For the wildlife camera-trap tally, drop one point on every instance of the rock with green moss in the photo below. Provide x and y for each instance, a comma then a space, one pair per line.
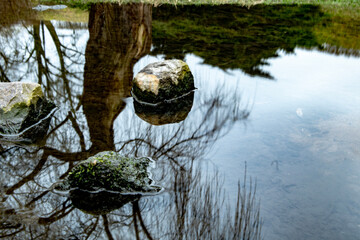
162, 81
23, 110
110, 171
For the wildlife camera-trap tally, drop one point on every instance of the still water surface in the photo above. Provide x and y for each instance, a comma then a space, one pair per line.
274, 100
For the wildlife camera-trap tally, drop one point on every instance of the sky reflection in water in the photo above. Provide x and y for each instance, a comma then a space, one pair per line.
292, 115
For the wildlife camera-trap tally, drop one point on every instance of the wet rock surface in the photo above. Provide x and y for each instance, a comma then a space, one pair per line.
100, 203
162, 81
110, 171
173, 111
24, 112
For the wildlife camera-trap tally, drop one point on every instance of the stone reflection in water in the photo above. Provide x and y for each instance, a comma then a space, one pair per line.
12, 11
119, 36
167, 112
192, 204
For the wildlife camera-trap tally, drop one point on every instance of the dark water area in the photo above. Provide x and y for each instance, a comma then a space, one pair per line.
266, 147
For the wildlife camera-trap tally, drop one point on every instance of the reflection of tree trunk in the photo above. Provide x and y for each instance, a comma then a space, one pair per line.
119, 36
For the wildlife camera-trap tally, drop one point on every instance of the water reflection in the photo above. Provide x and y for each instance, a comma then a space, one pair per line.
93, 117
88, 74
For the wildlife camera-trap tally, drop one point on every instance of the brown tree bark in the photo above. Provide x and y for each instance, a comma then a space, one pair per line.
119, 36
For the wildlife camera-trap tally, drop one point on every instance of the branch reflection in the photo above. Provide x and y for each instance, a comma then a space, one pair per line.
92, 90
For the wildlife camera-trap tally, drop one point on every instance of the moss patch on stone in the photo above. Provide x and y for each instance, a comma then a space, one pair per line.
111, 171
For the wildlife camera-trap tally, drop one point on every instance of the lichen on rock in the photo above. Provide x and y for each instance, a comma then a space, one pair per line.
110, 171
162, 81
24, 112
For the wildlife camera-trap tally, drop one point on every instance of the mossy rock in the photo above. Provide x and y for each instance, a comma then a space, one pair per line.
110, 171
24, 112
162, 81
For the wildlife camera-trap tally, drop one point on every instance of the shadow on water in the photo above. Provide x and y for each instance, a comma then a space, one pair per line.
193, 204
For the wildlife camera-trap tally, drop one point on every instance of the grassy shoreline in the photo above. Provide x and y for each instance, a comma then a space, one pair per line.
83, 4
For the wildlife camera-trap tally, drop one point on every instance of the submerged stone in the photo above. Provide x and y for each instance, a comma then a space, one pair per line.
111, 171
173, 111
162, 81
24, 112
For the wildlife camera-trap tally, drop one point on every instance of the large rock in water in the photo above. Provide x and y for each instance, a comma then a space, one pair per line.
168, 112
111, 171
24, 112
162, 81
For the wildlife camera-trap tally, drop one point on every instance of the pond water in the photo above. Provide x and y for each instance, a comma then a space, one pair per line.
267, 147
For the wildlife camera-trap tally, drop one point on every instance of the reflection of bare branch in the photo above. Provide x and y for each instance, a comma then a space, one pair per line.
106, 226
56, 215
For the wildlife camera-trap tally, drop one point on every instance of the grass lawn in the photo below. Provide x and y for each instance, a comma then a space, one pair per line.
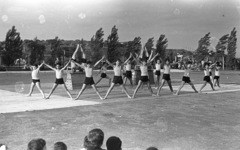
185, 122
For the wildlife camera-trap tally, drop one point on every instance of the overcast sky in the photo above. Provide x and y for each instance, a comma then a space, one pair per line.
183, 22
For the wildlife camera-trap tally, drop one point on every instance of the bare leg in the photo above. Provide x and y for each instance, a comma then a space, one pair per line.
40, 89
98, 80
124, 89
31, 89
211, 85
68, 92
192, 85
157, 82
162, 84
53, 88
214, 82
138, 86
96, 90
170, 85
150, 88
109, 90
202, 86
181, 86
218, 83
81, 91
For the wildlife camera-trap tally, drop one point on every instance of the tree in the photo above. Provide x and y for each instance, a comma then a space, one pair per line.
113, 44
202, 51
231, 49
96, 45
13, 47
133, 46
56, 50
220, 48
161, 46
37, 51
149, 45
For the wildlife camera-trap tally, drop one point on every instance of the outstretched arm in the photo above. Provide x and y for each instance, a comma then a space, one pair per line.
110, 64
75, 52
154, 57
49, 66
98, 61
149, 59
128, 59
66, 65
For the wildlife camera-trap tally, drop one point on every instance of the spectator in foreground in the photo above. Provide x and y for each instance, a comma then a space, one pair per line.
114, 143
94, 140
3, 147
152, 148
37, 144
60, 146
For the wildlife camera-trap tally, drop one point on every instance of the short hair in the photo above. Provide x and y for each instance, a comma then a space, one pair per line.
88, 62
152, 148
58, 64
36, 144
3, 147
60, 146
205, 64
36, 65
167, 59
94, 139
114, 143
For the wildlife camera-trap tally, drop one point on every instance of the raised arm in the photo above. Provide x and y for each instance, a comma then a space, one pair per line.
66, 65
110, 64
98, 61
154, 57
49, 66
128, 58
149, 59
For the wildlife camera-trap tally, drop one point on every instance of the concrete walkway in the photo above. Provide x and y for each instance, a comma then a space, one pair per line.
17, 102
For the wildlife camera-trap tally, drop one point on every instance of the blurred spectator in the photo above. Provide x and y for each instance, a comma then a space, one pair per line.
37, 144
114, 143
60, 146
152, 148
3, 147
94, 140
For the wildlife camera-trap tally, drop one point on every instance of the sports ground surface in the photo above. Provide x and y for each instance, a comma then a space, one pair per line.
190, 121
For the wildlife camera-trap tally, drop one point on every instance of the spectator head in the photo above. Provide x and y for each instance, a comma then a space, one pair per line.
167, 60
114, 143
60, 146
94, 139
152, 148
3, 147
37, 144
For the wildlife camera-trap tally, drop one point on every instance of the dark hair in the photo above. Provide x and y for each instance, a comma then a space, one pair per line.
60, 146
58, 64
114, 143
36, 144
167, 59
205, 64
152, 148
94, 139
3, 145
36, 65
89, 62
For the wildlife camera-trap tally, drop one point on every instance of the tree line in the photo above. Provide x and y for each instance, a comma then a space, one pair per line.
12, 48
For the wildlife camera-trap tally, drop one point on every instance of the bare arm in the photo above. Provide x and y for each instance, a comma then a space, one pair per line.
49, 66
66, 65
98, 61
127, 59
110, 64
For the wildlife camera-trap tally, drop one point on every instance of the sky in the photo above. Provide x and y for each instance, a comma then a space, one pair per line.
183, 22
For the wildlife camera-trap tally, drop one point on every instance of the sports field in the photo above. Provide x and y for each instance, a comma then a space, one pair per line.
190, 121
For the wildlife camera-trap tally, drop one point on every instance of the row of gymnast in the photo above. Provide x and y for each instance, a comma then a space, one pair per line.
117, 66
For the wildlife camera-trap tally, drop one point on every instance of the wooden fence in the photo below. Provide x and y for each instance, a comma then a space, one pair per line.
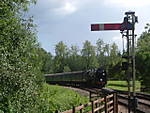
106, 105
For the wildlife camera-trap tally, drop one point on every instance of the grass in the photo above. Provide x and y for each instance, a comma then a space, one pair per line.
122, 85
61, 99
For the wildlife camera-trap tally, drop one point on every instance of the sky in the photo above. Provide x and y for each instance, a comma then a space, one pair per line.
69, 20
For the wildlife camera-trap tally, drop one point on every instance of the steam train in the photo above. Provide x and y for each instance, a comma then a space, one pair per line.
91, 78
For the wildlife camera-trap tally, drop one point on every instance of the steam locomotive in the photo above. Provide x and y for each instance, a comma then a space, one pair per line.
91, 78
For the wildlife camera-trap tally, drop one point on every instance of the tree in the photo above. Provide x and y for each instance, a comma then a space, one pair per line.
74, 60
100, 52
143, 58
88, 55
19, 66
46, 61
61, 51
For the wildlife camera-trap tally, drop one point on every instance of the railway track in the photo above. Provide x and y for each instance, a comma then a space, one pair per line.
143, 101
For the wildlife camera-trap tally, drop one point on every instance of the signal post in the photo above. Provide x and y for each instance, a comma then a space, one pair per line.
127, 29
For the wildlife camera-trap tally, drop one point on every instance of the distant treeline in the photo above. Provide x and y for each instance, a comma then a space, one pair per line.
103, 54
23, 62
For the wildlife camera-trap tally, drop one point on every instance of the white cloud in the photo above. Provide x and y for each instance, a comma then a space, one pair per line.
66, 8
118, 41
128, 3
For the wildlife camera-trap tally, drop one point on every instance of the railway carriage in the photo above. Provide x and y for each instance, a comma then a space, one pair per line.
91, 78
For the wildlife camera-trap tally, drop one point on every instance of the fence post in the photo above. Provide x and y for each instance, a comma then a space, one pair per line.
56, 111
92, 107
90, 96
80, 109
105, 98
73, 110
115, 103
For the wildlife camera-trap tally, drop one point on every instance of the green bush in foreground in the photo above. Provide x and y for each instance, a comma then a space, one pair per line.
122, 85
59, 98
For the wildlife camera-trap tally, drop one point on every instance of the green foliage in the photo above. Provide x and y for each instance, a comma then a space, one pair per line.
61, 99
61, 51
19, 66
66, 69
122, 85
143, 58
88, 54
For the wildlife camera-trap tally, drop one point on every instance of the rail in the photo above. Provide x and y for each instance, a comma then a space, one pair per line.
108, 104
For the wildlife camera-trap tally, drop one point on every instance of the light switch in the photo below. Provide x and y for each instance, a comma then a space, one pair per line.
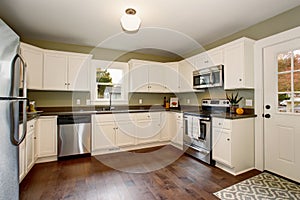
* * * *
Find each line of the entries above that contains the string "surface" and copy those lines in full. Case counts.

For the wildlife camera-trap tally, drop one point on every instance of the still water surface in the photo above. Provide x and y for each instance, a comma then a space, one pair per line.
For the wildlife camera-trap tally, drop one point on every instance of the wet rock surface in the photo above. Provide x and y for each instance, a comma then a space, one pair per line.
For the wildlife camera-trap tally, drop one point on every instance of the sports ground surface in the photo above. Provide x and y for each instance, a comma then a space, one pair per line.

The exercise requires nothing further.